--- 任务要求 ---
请从下列条目中收集所有包含字符串“wooden”的行，原样列出，区分大小写。

--- 练习条目 ---
▬▬▬

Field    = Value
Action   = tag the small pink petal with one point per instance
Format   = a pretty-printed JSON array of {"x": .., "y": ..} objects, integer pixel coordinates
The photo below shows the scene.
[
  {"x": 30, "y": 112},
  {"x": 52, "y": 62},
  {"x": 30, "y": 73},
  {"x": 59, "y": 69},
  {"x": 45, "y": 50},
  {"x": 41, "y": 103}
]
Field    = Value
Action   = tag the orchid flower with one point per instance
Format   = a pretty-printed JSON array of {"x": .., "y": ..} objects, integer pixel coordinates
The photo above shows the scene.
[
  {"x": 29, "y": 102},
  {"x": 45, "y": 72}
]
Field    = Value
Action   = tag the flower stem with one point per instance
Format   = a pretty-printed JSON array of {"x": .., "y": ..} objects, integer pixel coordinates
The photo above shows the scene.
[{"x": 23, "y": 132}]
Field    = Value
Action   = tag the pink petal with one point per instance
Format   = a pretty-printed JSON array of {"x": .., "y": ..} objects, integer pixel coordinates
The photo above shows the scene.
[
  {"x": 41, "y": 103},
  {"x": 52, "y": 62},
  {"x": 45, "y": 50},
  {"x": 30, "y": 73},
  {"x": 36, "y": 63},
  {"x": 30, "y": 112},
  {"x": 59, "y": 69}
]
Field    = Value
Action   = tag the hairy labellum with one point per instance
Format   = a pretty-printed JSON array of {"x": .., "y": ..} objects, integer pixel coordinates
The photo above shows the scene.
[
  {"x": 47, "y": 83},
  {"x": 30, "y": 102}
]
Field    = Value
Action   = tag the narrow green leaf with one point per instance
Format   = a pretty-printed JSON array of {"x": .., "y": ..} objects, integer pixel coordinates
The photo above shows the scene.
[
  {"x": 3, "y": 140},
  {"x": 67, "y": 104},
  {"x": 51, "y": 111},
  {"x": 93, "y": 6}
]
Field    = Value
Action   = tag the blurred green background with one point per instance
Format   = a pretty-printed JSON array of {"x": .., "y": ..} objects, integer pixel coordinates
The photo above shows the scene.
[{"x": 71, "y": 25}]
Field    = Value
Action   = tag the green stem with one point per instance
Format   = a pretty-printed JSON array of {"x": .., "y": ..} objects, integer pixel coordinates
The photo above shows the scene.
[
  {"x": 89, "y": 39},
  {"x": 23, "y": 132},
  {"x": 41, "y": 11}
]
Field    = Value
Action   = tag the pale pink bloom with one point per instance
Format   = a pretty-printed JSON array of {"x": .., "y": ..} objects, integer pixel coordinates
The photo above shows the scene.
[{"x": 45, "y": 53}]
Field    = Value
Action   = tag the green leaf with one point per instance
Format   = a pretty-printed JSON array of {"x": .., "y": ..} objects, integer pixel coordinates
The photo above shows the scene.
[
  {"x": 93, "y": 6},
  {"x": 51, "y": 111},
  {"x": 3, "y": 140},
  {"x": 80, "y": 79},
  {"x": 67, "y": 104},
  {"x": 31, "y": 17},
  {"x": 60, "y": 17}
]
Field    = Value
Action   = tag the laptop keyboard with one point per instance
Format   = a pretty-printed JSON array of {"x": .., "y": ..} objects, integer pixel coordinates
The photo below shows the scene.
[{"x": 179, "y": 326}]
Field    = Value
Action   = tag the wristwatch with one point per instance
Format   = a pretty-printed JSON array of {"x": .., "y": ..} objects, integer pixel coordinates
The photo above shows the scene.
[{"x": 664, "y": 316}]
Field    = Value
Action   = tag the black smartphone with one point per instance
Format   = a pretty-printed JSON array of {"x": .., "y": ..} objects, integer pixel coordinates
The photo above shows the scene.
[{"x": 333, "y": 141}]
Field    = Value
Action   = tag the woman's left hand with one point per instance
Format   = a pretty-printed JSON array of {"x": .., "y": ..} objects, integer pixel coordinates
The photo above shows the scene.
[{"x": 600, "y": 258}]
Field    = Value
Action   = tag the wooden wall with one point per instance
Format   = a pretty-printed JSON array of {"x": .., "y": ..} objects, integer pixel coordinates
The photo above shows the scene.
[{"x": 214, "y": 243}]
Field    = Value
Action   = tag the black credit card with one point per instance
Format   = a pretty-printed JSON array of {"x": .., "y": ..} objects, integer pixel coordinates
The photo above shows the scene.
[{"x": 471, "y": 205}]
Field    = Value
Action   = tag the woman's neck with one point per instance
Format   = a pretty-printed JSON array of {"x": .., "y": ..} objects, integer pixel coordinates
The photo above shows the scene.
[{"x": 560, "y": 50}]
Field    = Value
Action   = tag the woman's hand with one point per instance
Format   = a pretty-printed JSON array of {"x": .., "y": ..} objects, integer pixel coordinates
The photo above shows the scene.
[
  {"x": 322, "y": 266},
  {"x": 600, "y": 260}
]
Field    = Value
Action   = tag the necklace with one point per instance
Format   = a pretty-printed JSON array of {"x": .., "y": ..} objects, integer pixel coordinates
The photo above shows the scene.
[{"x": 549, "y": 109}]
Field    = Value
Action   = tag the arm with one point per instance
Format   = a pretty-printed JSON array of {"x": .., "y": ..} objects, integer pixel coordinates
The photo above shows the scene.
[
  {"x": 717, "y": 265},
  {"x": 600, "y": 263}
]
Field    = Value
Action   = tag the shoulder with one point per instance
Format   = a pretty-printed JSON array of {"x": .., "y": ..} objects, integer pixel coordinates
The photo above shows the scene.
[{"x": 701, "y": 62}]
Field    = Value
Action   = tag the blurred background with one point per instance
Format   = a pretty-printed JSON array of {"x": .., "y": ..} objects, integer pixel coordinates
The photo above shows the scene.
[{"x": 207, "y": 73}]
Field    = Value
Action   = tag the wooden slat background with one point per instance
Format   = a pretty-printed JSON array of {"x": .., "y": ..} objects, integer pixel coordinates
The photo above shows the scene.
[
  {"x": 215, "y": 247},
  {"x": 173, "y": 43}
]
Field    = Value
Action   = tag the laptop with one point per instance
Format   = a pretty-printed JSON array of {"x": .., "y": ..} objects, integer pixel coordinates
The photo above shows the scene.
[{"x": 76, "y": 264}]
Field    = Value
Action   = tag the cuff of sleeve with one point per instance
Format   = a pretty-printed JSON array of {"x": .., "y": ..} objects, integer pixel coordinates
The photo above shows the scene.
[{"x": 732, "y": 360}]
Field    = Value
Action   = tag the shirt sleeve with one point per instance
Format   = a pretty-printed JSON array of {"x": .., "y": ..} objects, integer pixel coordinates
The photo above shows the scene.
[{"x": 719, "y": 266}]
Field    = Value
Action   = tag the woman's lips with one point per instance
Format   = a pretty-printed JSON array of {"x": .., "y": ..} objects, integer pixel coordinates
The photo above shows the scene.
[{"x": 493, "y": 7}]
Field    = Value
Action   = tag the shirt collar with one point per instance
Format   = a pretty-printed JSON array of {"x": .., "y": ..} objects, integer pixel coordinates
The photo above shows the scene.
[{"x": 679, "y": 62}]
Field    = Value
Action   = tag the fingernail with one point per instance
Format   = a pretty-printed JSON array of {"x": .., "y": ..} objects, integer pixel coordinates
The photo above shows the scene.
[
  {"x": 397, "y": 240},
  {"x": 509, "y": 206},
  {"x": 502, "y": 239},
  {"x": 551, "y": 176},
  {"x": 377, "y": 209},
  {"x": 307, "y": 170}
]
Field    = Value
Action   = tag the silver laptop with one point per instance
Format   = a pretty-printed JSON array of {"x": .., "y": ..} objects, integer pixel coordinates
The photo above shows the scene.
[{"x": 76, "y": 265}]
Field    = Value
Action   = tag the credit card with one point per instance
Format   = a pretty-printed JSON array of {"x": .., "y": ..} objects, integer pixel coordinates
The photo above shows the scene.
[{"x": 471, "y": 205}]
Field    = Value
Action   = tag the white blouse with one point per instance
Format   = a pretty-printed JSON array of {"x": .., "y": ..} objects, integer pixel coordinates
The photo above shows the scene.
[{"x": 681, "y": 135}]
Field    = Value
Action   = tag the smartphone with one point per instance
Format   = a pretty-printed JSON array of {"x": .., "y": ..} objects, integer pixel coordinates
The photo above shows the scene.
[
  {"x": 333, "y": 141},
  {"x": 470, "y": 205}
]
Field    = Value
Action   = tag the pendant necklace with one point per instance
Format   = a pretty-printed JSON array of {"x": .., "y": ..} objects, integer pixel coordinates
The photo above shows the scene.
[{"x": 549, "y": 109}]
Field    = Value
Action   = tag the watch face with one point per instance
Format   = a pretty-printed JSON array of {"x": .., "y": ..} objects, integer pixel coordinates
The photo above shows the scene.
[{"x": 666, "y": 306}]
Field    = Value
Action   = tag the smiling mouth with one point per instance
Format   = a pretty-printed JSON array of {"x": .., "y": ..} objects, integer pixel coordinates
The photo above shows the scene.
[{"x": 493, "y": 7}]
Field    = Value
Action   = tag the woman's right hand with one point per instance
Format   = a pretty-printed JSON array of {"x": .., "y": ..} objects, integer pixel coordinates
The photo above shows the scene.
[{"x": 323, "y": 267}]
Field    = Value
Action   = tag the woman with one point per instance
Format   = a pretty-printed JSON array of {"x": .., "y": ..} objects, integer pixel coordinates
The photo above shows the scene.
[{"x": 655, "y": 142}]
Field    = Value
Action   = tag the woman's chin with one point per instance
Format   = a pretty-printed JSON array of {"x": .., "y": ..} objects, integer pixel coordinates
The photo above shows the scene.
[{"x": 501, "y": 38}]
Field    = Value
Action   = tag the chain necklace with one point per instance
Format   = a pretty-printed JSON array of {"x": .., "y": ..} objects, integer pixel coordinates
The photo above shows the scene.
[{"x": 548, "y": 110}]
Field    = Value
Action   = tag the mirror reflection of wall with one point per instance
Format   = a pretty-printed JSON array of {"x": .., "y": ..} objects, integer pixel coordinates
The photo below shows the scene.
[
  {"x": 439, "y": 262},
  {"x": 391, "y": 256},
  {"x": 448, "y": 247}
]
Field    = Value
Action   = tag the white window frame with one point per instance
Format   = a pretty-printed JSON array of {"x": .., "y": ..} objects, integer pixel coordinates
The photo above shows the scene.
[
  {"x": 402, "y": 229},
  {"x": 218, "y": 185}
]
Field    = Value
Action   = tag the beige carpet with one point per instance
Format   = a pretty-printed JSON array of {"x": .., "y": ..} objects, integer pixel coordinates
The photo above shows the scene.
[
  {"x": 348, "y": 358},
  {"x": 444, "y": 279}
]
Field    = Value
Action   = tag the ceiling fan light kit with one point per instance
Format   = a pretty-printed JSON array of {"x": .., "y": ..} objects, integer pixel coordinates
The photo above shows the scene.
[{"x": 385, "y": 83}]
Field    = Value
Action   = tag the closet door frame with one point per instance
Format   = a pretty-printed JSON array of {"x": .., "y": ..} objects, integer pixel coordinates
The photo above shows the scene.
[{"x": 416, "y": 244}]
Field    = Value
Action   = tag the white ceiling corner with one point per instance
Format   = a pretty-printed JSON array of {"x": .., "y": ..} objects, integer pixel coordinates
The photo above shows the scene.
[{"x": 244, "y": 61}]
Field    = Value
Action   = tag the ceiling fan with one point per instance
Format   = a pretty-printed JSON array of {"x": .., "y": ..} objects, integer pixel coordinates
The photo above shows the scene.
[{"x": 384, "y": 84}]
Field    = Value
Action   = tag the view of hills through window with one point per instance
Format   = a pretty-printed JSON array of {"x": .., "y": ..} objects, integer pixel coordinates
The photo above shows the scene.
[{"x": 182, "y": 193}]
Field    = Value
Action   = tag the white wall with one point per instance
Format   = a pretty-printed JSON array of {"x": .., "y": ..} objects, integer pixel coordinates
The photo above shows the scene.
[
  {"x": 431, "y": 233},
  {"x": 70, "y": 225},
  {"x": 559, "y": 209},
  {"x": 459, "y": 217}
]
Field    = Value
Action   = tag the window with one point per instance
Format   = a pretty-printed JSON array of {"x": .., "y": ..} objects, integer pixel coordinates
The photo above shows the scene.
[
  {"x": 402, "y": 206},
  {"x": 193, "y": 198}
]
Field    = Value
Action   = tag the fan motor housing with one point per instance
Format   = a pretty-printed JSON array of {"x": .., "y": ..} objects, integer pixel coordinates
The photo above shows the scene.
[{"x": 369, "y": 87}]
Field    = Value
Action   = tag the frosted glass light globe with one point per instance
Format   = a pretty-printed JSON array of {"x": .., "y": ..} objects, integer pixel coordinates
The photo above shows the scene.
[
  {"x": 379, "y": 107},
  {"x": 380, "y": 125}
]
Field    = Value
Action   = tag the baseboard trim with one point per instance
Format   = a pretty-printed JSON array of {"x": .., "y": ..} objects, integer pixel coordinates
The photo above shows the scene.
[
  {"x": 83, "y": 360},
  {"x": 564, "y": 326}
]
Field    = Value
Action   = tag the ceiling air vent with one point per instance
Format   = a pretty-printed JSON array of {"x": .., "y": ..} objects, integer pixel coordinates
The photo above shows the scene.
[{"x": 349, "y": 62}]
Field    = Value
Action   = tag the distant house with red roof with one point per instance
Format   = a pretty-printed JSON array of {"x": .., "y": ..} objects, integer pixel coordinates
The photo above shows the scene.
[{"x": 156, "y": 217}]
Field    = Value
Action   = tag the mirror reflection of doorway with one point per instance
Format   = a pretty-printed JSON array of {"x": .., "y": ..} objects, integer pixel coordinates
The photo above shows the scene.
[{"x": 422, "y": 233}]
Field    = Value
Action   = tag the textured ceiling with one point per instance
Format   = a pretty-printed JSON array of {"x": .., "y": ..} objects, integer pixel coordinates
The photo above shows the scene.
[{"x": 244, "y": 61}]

▬▬▬

--- 本题答案 ---
Action   = tag the wooden wall with one point per instance
Action   = tag the wooden slat background with one point per instance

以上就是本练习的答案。